*** Opening DATA ***

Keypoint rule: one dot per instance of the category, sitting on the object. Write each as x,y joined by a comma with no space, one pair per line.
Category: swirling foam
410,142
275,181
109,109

*** Closing DATA ***

* TASK REQUIREMENTS: Write out each entry exactly, and omit nothing.

* FINISHED TASK:
Keypoint rule: one dot per instance of the category, sitting on the object. Write each as x,y joined by a comma with no space, one pair per line.
Category: swirling foam
410,142
275,181
109,109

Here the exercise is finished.